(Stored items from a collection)
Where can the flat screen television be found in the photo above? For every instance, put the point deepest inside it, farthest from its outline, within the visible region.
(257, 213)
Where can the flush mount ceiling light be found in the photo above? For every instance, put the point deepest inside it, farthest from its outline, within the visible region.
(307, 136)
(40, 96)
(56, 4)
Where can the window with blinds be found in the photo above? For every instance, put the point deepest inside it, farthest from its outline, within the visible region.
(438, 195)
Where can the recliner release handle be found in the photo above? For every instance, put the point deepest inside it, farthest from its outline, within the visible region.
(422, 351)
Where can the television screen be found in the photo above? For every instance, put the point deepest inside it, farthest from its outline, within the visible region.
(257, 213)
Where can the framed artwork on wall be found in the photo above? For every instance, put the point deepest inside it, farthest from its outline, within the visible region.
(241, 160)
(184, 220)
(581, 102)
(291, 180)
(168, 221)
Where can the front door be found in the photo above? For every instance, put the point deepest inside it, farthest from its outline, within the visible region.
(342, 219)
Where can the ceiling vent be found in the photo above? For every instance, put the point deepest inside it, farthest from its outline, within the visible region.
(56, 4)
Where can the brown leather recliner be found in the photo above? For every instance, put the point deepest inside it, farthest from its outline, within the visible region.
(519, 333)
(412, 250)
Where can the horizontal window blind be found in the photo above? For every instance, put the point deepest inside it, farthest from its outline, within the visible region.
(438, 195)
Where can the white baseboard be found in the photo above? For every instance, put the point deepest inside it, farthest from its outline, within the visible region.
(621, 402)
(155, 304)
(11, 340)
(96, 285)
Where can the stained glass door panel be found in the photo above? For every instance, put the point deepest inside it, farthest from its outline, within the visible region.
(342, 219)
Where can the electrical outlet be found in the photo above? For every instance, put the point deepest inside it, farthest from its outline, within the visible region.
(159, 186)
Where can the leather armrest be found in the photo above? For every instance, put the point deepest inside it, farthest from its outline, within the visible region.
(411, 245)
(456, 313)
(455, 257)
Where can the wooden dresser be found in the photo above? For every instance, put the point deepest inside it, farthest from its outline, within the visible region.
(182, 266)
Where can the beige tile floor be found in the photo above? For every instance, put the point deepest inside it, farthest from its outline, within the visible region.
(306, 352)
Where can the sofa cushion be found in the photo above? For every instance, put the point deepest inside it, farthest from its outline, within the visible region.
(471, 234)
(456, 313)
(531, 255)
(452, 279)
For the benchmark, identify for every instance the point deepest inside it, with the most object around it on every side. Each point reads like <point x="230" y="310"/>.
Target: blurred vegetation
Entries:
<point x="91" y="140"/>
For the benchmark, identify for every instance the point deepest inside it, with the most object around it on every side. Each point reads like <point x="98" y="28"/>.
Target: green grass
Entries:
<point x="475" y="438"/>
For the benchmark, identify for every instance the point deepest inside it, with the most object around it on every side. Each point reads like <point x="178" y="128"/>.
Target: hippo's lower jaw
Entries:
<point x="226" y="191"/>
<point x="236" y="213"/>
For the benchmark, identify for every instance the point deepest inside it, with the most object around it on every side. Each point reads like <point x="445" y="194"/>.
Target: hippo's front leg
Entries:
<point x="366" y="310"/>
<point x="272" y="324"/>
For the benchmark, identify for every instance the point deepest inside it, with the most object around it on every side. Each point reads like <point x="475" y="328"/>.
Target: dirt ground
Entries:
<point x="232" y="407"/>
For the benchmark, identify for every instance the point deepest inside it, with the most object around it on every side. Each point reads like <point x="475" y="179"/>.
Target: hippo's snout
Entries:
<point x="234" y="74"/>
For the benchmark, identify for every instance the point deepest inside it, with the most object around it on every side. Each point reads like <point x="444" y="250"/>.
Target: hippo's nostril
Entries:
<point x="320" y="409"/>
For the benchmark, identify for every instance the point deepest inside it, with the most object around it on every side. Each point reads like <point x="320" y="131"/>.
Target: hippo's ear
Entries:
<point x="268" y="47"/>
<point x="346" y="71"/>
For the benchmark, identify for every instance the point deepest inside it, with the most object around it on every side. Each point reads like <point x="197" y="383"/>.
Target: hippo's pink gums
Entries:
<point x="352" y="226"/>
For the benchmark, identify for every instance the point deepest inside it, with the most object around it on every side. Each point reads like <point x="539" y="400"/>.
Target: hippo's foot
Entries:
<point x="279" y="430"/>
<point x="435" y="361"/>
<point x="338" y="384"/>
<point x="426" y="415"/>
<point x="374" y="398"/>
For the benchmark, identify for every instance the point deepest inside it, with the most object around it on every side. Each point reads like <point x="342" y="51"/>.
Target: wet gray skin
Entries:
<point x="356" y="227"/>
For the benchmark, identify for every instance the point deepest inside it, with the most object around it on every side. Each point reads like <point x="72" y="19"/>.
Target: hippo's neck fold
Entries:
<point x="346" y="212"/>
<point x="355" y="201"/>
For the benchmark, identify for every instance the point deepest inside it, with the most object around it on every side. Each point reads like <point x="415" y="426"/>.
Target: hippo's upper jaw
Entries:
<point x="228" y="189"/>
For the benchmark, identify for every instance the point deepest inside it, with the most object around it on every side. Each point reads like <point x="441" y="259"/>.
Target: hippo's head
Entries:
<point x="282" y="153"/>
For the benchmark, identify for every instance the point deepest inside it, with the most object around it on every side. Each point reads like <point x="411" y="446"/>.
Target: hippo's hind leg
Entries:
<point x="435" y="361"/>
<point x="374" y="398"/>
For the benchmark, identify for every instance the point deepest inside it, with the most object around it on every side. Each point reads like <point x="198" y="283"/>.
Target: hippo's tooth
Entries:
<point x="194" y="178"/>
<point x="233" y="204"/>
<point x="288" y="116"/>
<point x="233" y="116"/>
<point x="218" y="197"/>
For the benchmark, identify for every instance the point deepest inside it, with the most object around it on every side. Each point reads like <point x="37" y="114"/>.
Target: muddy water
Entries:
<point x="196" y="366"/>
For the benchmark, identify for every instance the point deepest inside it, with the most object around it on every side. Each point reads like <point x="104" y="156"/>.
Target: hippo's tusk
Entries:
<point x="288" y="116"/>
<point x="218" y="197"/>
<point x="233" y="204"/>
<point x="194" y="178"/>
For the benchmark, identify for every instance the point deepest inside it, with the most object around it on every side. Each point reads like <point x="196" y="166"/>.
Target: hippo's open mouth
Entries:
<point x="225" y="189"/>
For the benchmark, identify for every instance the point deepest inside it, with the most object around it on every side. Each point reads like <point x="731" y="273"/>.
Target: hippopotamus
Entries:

The request: All of the records must be retyped exactly as they are.

Exercise solution:
Where can the flat screen television be found in the photo above? For every instance, put the point deepest inside it, farthest from its outline, within the visible region.
(257, 213)
Where can the flush mount ceiling light be found in the photo above? For every instance, put the point deepest inside it, farthest from its outline, within the visible region.
(307, 136)
(40, 96)
(56, 4)
Where can the window with blinds be found in the photo above? For every instance, put the point deepest inside it, farthest from its outline, within the visible region.
(438, 195)
Where can the recliner release handle be found in the photo above? For every instance, put the point deepest inside it, farthest from its outline, within the visible region.
(422, 351)
Where can the television screen be found in the photo above? For every instance, put the point deepest inside it, farthest from its outline, within the visible region.
(257, 213)
Where can the framed artwork on wall be found in the photo above? For every instance, put the point deepest inside it, farthest from its outline, within the visible region.
(241, 160)
(184, 220)
(581, 102)
(291, 180)
(168, 221)
Where can the front door be found in the photo above? For every instance, put the point deepest inside it, farthest from its outline, within the visible region.
(342, 219)
Where can the ceiling vent be found in the photo above? For every instance, put the point deepest inside it, farthest from its outline, within the visible region.
(56, 4)
Where can the brown leather recliner be found in the photo above? For every instance, put the point deepest inside it, farthest from its outline, within the visible region.
(519, 333)
(412, 250)
Where can the horizontal window blind be found in the photo above? For every instance, put the point deepest inside it, farthest from its outline, within the visible region.
(438, 195)
Where can the white baseboard be found in the photo above? For every instance, put the point deepest inside it, farthest from its outline, within the visible region.
(621, 402)
(155, 304)
(11, 340)
(96, 285)
Where can the stained glass door panel be found in the photo above? For every instance, put the point deepest inside it, farthest from its outline, within the visible region.
(342, 219)
Where can the electrical outlet be found in the photo above? For every instance, put the point deepest inside it, farthest from its outline, within the visible region.
(159, 186)
Where can the leather armrest be found in the photo above? For every instance, put the point deepest inside it, farthest from its outline, within the visible region.
(411, 245)
(456, 313)
(455, 257)
Where can the wooden dresser be found in the photo above? For every instance, put the point deepest inside it, farthest from its outline, within the visible region.
(182, 266)
Where can the beige tile floor be found in the photo above? For every instance, put the point deepest inside it, farthest from its outline, within the visible region.
(306, 352)
Where can the sofa cushion be found in the photo above? For every instance, put the point deepest inside it, farthest from its outline, within the visible region.
(471, 234)
(456, 313)
(531, 255)
(452, 279)
For the benchmark, identify for every instance the point deepest inside it, with the most object around it on every side. Each point reads like <point x="230" y="310"/>.
Target: blurred vegetation
Entries:
<point x="91" y="140"/>
For the benchmark, identify for every instance the point deepest inside it, with the most object around it on every side. Each point reads like <point x="98" y="28"/>.
Target: green grass
Entries:
<point x="475" y="438"/>
For the benchmark, identify for every instance the point deepest inside it, with the most object around it on every side. Each point reads like <point x="178" y="128"/>.
Target: hippo's lower jaw
Entries:
<point x="226" y="191"/>
<point x="236" y="213"/>
For the benchmark, identify for every instance the point deepest inside it, with the most object around it on every side. Each point reads like <point x="445" y="194"/>.
Target: hippo's front leg
Entries:
<point x="366" y="310"/>
<point x="272" y="324"/>
For the benchmark, identify for every instance the point deepest inside it, with the most object around it on every side. Each point reads like <point x="475" y="328"/>.
Target: dirt ground
Entries:
<point x="232" y="407"/>
For the benchmark, identify for every instance the point deepest inside it, with the most object around it on every side. Each point reads like <point x="475" y="179"/>.
Target: hippo's snout
Entries:
<point x="234" y="74"/>
For the benchmark, identify for every instance the point deepest inside it, with the most object around it on every side. Each point reads like <point x="444" y="250"/>.
Target: hippo's nostril
Entries:
<point x="320" y="409"/>
For the benchmark, identify for every instance the point deepest inside it, with the most object around it on every side. Each point reads like <point x="320" y="131"/>.
Target: hippo's ear
Entries:
<point x="268" y="47"/>
<point x="346" y="71"/>
For the benchmark, identify for every instance the point deepest inside it, with the most object around it on every side. Each point reads like <point x="197" y="383"/>.
Target: hippo's pink gums
Entries:
<point x="352" y="226"/>
For the benchmark, identify for every instance the point deepest inside it, with the most object around it on every side. Each point reads like <point x="539" y="400"/>.
Target: hippo's foot
Entries:
<point x="279" y="430"/>
<point x="435" y="361"/>
<point x="338" y="384"/>
<point x="426" y="415"/>
<point x="374" y="398"/>
For the benchmark, identify for every instance the point deepest inside it, with the most object around it on every side. Each point reads like <point x="342" y="51"/>.
Target: wet gray skin
Entries:
<point x="356" y="227"/>
For the benchmark, identify for every instance the point deepest inside it, with the most object around it on every side. Each point reads like <point x="72" y="19"/>.
Target: hippo's neck fold
Entries:
<point x="346" y="212"/>
<point x="355" y="201"/>
For the benchmark, identify for every instance the point deepest inside it, with the most object around it on every side. Each point reads like <point x="415" y="426"/>.
Target: hippo's upper jaw
Entries:
<point x="228" y="189"/>
For the benchmark, identify for every instance the point deepest inside it, with the most object around it on every side. Each point reads like <point x="441" y="259"/>.
Target: hippo's head
Entries:
<point x="282" y="153"/>
For the benchmark, identify for every instance the point deepest inside it, with the most object around it on every side. Each point reads like <point x="411" y="446"/>.
Target: hippo's hind leg
Entries:
<point x="435" y="361"/>
<point x="374" y="398"/>
For the benchmark, identify for every instance the point deepest inside it, with the most object around it on every side. Each point reads like <point x="198" y="283"/>.
Target: hippo's tooth
Entries:
<point x="194" y="178"/>
<point x="233" y="204"/>
<point x="288" y="116"/>
<point x="233" y="116"/>
<point x="218" y="197"/>
For the benchmark, identify for every instance the point deepest inside it, with the most object around it on every side. Each point reads like <point x="37" y="114"/>.
Target: muddy water
Entries:
<point x="196" y="366"/>
For the benchmark, identify for every instance the point deepest inside it, with the most object around it on every side. Each point reads like <point x="104" y="156"/>.
Target: hippo's tusk
Entries:
<point x="288" y="116"/>
<point x="218" y="197"/>
<point x="233" y="204"/>
<point x="194" y="178"/>
For the benchmark, identify for every instance the point deepest inside it, with the most object around it on every side. Each point reads like <point x="196" y="166"/>.
Target: hippo's open mouth
Entries:
<point x="225" y="189"/>
For the benchmark, identify for every instance the point deepest inside it, with the most object around it on every side. Each point reads like <point x="731" y="273"/>.
Target: hippopotamus
Entries:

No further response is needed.